● **The problem**: Lay out the data from the line containing "Show every tree line" through the line containing "left=0, top=263, right=675, bottom=676" as a Markdown table. Use the columns Row and Line, number each line, and skip blank lines.

● **Data records**:

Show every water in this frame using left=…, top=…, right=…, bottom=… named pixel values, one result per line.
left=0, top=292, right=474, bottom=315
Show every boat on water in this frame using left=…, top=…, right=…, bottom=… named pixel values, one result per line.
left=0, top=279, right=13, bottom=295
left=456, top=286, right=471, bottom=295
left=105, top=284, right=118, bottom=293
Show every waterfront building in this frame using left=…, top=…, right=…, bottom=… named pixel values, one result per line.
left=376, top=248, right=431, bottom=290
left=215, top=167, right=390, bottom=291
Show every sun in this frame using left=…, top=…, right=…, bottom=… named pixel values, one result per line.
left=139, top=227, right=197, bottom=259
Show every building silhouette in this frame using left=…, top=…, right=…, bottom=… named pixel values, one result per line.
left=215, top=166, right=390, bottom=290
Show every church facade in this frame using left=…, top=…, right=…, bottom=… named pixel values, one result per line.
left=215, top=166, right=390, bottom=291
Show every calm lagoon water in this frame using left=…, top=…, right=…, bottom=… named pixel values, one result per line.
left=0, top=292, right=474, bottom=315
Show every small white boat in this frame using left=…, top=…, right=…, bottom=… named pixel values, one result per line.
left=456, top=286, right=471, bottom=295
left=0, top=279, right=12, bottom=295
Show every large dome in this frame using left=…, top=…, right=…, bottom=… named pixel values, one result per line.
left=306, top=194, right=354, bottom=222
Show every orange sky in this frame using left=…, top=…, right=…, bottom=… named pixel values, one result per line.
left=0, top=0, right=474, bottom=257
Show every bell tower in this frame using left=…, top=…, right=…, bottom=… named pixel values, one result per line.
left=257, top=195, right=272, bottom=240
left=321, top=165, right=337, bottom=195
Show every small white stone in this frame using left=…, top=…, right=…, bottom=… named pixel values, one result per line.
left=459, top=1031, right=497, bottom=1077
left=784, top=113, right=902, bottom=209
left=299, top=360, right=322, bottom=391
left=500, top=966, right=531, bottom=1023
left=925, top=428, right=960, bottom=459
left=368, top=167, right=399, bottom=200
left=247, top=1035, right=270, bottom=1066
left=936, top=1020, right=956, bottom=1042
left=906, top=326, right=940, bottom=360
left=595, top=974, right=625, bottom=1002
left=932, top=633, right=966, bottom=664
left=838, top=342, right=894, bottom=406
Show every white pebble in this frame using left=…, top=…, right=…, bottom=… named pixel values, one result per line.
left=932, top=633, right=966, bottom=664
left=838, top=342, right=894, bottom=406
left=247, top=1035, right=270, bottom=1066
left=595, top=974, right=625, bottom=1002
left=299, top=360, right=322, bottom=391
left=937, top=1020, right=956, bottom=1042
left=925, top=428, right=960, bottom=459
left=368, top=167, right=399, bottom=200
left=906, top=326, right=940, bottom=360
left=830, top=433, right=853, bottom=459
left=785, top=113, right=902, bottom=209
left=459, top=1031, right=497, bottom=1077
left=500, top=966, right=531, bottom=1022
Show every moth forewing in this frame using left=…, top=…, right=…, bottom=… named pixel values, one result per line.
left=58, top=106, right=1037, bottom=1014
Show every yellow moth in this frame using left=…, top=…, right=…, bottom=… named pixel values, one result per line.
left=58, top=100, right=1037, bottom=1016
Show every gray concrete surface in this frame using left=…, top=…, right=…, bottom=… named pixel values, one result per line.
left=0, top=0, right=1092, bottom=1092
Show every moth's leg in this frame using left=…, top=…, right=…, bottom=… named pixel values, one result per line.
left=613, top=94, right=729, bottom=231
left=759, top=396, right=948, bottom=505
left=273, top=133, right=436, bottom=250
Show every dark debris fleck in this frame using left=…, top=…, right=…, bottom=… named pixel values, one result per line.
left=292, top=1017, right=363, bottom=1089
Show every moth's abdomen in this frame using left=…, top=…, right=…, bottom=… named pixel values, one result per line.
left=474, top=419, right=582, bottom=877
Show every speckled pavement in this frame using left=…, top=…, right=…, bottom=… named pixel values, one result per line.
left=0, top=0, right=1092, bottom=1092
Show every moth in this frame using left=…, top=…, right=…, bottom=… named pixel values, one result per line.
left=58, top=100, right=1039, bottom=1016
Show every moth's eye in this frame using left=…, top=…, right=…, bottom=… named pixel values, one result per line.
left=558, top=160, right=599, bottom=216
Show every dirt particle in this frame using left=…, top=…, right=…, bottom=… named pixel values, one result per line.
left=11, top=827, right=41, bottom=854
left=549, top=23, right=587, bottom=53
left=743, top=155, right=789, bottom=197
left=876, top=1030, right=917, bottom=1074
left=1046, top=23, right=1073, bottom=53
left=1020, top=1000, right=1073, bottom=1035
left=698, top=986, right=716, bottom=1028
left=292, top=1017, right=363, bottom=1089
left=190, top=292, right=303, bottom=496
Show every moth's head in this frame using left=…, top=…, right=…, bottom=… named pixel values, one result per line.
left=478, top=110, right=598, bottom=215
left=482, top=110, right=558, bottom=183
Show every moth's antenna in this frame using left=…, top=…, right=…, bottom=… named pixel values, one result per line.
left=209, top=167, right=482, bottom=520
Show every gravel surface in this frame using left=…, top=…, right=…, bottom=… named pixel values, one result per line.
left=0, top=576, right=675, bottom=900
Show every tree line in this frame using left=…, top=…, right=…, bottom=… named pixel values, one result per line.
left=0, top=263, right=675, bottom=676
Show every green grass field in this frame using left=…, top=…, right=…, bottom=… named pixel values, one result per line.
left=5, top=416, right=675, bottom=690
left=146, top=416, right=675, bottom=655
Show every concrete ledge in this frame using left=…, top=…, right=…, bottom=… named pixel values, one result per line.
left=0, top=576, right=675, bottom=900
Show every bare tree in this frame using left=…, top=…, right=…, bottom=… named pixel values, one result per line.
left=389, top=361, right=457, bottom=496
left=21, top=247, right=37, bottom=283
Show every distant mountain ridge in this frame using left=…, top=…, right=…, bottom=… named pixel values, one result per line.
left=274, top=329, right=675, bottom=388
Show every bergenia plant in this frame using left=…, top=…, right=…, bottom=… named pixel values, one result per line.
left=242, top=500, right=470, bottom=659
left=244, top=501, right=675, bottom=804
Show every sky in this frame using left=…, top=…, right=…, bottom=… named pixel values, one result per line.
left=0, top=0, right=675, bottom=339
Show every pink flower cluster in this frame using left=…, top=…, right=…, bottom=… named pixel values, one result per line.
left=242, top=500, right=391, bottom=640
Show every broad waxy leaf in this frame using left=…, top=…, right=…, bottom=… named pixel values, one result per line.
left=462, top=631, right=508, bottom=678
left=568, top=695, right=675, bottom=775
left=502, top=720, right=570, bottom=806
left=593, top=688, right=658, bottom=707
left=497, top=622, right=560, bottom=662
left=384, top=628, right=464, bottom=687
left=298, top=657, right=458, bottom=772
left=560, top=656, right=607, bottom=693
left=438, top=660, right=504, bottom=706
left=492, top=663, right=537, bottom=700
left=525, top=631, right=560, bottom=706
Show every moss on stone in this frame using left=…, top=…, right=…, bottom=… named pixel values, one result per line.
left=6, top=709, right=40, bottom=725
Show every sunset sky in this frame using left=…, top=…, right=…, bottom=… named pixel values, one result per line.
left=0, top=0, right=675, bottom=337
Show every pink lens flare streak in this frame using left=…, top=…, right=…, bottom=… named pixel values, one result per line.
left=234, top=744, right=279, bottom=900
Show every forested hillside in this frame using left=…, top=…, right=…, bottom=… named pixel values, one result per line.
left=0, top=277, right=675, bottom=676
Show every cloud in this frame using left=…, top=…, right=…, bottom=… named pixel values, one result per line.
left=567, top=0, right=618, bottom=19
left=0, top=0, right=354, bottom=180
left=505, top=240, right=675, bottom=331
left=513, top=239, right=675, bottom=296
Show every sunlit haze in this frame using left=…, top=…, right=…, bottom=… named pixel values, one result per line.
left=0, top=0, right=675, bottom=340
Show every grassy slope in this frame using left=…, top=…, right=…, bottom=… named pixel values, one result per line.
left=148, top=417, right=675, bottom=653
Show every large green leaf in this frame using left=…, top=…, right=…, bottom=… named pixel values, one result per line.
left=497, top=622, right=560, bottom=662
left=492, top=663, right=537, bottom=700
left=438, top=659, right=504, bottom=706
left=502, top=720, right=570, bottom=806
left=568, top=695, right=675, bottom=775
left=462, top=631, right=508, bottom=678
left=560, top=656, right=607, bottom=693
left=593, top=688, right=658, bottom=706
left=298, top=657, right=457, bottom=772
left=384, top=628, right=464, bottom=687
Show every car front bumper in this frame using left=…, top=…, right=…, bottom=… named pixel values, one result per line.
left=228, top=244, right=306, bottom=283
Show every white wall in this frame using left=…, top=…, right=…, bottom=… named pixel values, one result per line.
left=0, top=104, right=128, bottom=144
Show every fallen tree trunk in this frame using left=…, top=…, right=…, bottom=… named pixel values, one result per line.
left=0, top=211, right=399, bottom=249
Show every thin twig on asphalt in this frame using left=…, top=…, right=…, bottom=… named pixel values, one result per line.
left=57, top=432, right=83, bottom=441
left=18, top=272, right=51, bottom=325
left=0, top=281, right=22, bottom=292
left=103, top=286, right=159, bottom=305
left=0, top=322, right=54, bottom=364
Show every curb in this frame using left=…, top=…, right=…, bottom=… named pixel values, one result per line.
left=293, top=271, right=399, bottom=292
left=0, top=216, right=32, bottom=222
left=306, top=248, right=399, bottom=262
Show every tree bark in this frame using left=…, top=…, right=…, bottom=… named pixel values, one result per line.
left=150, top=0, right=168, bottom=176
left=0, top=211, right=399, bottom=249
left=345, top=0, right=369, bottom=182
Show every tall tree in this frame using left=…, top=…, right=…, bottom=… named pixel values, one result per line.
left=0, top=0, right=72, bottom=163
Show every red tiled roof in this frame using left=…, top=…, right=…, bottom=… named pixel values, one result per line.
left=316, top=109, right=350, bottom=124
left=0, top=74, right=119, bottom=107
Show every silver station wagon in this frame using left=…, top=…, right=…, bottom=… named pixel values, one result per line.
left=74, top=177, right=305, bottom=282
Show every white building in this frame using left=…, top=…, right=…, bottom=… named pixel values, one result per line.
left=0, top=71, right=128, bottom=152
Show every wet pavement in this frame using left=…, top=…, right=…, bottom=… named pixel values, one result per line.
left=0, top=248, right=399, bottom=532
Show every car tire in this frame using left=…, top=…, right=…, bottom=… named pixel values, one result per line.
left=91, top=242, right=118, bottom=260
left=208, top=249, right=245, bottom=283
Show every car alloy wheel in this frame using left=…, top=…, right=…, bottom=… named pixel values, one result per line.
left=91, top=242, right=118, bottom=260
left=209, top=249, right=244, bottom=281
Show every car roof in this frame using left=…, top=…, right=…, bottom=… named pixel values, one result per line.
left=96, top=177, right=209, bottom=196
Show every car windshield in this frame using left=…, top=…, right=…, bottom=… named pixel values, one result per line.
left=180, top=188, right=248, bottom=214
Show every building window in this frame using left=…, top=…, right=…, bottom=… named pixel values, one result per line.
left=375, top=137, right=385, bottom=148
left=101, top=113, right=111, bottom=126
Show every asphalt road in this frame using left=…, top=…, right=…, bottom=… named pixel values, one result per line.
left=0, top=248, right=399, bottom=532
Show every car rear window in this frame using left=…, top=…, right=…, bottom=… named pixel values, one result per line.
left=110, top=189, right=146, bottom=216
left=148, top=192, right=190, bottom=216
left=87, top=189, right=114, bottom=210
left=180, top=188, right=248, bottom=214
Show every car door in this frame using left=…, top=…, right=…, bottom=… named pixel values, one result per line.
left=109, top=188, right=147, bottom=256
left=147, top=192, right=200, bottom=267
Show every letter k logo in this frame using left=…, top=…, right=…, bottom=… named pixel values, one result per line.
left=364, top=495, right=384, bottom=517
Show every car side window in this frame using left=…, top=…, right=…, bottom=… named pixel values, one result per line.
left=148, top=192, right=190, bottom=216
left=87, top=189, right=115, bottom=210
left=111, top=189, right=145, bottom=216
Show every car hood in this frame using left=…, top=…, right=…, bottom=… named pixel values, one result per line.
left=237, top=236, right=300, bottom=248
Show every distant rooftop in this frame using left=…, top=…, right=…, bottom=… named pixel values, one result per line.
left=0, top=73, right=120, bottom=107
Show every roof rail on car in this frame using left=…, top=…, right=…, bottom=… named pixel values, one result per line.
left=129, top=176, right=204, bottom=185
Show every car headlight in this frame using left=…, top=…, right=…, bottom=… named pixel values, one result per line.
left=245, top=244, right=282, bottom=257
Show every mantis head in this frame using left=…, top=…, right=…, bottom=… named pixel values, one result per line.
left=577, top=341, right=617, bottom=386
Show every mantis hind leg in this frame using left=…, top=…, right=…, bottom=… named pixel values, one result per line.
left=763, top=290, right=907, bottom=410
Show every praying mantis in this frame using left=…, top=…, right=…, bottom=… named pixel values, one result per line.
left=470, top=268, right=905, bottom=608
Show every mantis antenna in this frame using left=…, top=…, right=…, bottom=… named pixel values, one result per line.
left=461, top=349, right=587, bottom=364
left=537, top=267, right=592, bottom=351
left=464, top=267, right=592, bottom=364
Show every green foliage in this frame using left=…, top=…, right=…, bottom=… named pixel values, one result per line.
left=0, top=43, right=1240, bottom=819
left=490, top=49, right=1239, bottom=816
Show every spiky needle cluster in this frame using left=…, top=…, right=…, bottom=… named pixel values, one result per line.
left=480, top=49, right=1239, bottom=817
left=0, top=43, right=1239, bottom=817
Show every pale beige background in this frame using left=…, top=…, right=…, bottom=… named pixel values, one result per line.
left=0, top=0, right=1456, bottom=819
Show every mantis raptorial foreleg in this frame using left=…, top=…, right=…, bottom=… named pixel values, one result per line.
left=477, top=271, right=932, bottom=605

● **The solution**:
| Row | Line |
|---|---|
| 1 | Show every tree line in this frame using left=…, top=…, right=…, bottom=… named pixel values, one result per line. |
| 2 | left=0, top=263, right=675, bottom=676 |